Problem statement
Arrange all of the following rows as a numbered list, omitting blank lines.

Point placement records
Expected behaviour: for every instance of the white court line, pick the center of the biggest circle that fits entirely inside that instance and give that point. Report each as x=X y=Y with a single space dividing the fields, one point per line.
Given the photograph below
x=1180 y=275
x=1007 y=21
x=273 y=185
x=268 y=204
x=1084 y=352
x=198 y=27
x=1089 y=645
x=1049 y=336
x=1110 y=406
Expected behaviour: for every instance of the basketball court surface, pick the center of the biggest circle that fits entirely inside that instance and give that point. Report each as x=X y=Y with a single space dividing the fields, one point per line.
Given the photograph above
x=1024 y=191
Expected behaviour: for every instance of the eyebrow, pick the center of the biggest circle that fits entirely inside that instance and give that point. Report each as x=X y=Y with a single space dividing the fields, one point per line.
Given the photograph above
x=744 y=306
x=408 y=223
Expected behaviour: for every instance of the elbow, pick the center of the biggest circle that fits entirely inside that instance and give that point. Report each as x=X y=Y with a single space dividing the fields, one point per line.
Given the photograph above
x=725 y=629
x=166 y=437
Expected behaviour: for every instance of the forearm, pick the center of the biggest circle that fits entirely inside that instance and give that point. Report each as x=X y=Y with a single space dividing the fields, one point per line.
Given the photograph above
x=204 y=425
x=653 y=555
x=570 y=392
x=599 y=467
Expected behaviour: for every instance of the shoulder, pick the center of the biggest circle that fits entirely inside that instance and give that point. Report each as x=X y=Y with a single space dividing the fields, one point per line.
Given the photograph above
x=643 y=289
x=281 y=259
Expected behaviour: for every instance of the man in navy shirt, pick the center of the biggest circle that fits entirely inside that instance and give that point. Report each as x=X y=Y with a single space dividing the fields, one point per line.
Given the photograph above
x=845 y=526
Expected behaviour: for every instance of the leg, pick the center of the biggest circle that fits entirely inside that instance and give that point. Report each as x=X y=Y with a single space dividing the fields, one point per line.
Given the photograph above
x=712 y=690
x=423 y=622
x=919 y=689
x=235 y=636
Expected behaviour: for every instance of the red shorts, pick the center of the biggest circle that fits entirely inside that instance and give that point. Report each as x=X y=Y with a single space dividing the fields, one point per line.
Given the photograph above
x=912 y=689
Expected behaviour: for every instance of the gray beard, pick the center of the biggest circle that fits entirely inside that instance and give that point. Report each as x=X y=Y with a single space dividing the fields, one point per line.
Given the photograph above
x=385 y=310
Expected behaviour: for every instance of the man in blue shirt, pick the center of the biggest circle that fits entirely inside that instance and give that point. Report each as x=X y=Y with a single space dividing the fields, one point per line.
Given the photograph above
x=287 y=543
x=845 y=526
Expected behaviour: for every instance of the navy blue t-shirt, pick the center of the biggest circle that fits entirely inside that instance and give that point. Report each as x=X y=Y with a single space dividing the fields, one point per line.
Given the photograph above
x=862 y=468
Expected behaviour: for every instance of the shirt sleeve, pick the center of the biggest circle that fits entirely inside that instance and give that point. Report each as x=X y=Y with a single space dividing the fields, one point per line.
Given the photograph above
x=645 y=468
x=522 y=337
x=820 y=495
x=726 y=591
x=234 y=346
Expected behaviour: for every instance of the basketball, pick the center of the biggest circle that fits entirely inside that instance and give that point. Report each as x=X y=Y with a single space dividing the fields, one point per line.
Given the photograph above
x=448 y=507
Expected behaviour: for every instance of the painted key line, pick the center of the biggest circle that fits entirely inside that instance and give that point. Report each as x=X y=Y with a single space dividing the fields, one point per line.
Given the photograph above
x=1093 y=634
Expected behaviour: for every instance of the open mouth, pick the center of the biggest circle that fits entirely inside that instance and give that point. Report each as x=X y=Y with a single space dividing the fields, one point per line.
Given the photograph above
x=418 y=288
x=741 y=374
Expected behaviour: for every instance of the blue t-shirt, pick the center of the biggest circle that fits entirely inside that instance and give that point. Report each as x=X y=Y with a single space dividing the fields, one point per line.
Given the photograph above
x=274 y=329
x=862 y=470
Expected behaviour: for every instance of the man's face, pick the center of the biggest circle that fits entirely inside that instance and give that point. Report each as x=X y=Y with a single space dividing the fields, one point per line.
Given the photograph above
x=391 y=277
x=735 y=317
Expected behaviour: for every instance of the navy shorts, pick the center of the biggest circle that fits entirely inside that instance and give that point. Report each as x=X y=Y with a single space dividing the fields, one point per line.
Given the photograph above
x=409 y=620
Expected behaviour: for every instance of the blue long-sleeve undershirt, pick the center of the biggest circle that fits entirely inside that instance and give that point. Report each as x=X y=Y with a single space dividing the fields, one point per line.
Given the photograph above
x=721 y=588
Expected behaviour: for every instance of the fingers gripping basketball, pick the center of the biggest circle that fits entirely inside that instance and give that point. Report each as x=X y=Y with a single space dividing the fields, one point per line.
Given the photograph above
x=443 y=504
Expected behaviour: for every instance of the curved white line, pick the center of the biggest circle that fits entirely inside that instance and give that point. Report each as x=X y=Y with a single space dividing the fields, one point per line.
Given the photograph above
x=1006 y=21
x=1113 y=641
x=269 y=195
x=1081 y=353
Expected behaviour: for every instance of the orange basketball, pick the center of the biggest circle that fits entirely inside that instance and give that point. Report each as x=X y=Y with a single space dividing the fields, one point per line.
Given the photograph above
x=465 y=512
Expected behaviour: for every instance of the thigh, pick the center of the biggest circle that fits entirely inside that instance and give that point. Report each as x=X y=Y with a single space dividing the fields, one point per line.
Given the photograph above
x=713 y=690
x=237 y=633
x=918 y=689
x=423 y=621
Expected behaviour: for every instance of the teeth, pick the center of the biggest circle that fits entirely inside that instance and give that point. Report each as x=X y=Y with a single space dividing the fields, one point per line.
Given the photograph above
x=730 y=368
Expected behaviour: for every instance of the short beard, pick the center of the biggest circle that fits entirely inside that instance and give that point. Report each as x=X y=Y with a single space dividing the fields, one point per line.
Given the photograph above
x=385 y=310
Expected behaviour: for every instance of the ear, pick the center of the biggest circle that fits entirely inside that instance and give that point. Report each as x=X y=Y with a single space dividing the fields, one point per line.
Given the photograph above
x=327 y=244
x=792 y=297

Response to the exercise
1. Expected behaviour: for every instance of the white court line, pick the center of the biggest circle that fits entirely inside that instance and give that point. Report each as x=X y=Y with a single space dividing the fields, one point per line.
2. Given the photograph below
3. x=1180 y=275
4. x=1007 y=21
5. x=273 y=185
6. x=268 y=204
7. x=1084 y=352
8. x=198 y=27
9. x=1089 y=645
10. x=1049 y=336
11. x=1110 y=406
12. Expected behaviour: for every instance of the basketball court surface, pick the center of the biggest circle that fits entirely inside that instance and give that point. Report each as x=X y=Y with a single space dividing the fields, one point per line.
13. Given the photograph above
14. x=1024 y=191
15. Expected behaviour: for every instance of the eyebrow, pick the center of the biggest circle that fits entirely inside that instance and give that point. Report each as x=X y=Y with a single space dividing the fields, one point per line.
16. Given the photograph above
17. x=744 y=306
18. x=408 y=223
19. Expected behaviour: for every instance of the elbow, pick the center of the biggest circle that fits entirely inside that instance and give that point. Report each as x=X y=Y with a single space dividing the fields, one point per line.
20. Given the photograph above
21. x=725 y=629
22. x=166 y=437
23. Expected behaviour: for every instance of the forearm, pick the center of the biggest circle that fits entirely inside that instance and give that point. Report each as x=X y=Y with a single space dividing the fields, one point per line.
24. Given the photograph above
25. x=204 y=425
26. x=653 y=555
27. x=570 y=392
28. x=599 y=467
29. Expected behaviour: for every instance of the shoulder, pick the center of the biggest circle that fits entirely inside that instance and give that point. Report each as x=X y=Y with a single space dividing the fields, one point per line.
30. Given the photograph above
31. x=643 y=289
32. x=281 y=259
33. Expected behaviour: for every instance of the man in navy shirt, pick the center of the biggest circle that fits entirely inside that instance and give that point. Report each as x=X y=Y with a single space dividing the fields, one point per line.
34. Given the photograph above
35. x=845 y=526
36. Expected behaviour: for every instance of the leg, pick the center of the biggest circle that fits entirely inside that instance and give that point. Report each as x=X y=Y with a single space dividing the fields, one point per line.
37. Given the photograph above
38. x=712 y=690
39. x=423 y=622
40. x=919 y=689
41. x=235 y=636
42. Expected behaviour: for every instance of the red shorts, pick the center of the biggest circle that fits entirely inside that instance and give that point. Report each as x=X y=Y with a single space dividing the fields, one point per line.
43. Given the photograph above
44. x=912 y=689
45. Expected behaviour: for every instance of the gray beard, pick the center of the biggest circle that fits entirely inside that instance and give that point. Report each as x=X y=Y with a single space dividing the fields, one point per line.
46. Given the photograph above
47. x=385 y=310
48. Expected behaviour: for every instance of the man in blue shirt, pick the center of the biggest circle that fits entirely inside that instance and give that point. Report each as x=X y=Y with a single space dividing the fields, one point per line.
49. Given the photograph above
50. x=287 y=543
51. x=845 y=526
52. Expected behaviour: for every instance of the navy blue t-shirt, pick the center of the biggest circle that fits entirely inside that instance and give that point. Report each as x=X y=Y with a single space dividing the fields, one point per line.
53. Given the photograph above
54. x=862 y=468
55. Expected behaviour: for every instance of the shirt sleeve, pick the center of the biggest circle that fits entirely inside that instance and give that point. Report each as x=X y=Y with a single space dividing the fields, one point per line.
56. Given the photograph above
57. x=645 y=468
58. x=522 y=337
59. x=820 y=495
60. x=726 y=591
61. x=234 y=346
62. Expected behaviour: for every instance of the basketball, pick the center of the biggest circle that fits entirely inside that instance and give that point. Report each as x=X y=Y with a single space dividing the fields, one point per line.
63. Given the photograph above
64. x=448 y=507
65. Expected behaviour: for every instance of the painted key line, pick the center of the biggest circle that fits entirely inside that instance and give that point. Report each as x=X y=Y with a single space dividing the fields, one point per line.
66. Given the photograph above
67. x=1093 y=634
68. Expected behaviour: for every instance of the open mouth, pick the center of the biggest circle that fits entirely inside that instance and give that point. Report each as x=X y=Y with a single space dividing the fields, one point per line.
69. Given the photograph above
70. x=418 y=288
71. x=741 y=374
72. Expected behaviour: for every instance of the blue t-shirt, pick the center of the biggest circle that fits entirely inside that instance and give that point. Report each as x=X y=Y with a single space dividing the fields, one point per line.
73. Given the photograph above
74. x=274 y=329
75. x=862 y=470
76. Expected behaviour: for every instance of the man's face, pick the center of the biggest circle that fits entirely inside that instance and give that point. Report each as x=X y=Y with a single space dividing the fields, one point per line.
77. Given the photograph above
78. x=391 y=277
79. x=735 y=317
80. Expected behaviour: for every instance of the navy shorts, pick the center of the biggest circle that fits entirely inside that instance and give that point. Report each as x=X y=Y with a single space dividing the fields, one point per line.
81. Given the photograph above
82. x=409 y=620
83. Expected behaviour: for every instance of the blue long-sleeve undershirt, pick the center of the biggest circle that fits entirely inside that instance and give that point. Report each as x=X y=Y with a single space dividing the fields, one point per line.
84. Given the photograph above
85. x=721 y=588
86. Expected behaviour: for every instance of the fingers gripping basketball, pick the center of the biggest circle that fits entirely inside that instance and give that point. Report each as x=X y=Y with a single space dividing the fields, one point per line.
87. Given the photograph above
88. x=443 y=504
89. Expected behaviour: for every instance of the curved white line, pick the center of the biggest circle that fits entirely inside that instance and give that point. Report each as x=X y=Y with a single space dividing the fields, one point per line.
90. Given the photograph above
91. x=1006 y=21
92. x=1113 y=641
93. x=269 y=195
94. x=1081 y=353
95. Expected behaviour: for every instance of the orange basketball, pick the center of the biggest circle that fits entirely inside that instance and give that point. Report each as x=X y=Y with a single space dividing the fields, one point per line.
96. Given the photograph above
97. x=465 y=512
98. Expected behaviour: for every instance of the thigh, pick the center of the biggest circle that fits entirely inside that instance and give that point. Report each as x=X y=Y with a single space dividing the fields, one point per line.
99. Given the photograph above
100. x=713 y=690
101. x=237 y=633
102. x=918 y=689
103. x=423 y=621
104. Expected behaviour: for every instance of the teeth, pick the center of the biggest circle that fits entirely inside that instance and give that point. Report each as x=X y=Y with a single space dividing the fields, one point per line.
105. Given the photograph above
106. x=730 y=368
107. Expected behaviour: for every instance of the short beard, pick the center of the biggest circle that fits entirely inside that instance and give that point. Report each as x=X y=Y with a single space dividing the fields, one point per line.
108. Given the photograph above
109. x=385 y=310
110. Expected behaviour: for every instance of the ear, pick the center of the biggest circle that fits entirely inside that instance and give that point. Report each as x=X y=Y with a single space dividing the fields, one point per line.
111. Given the photograph above
112. x=327 y=244
113. x=792 y=297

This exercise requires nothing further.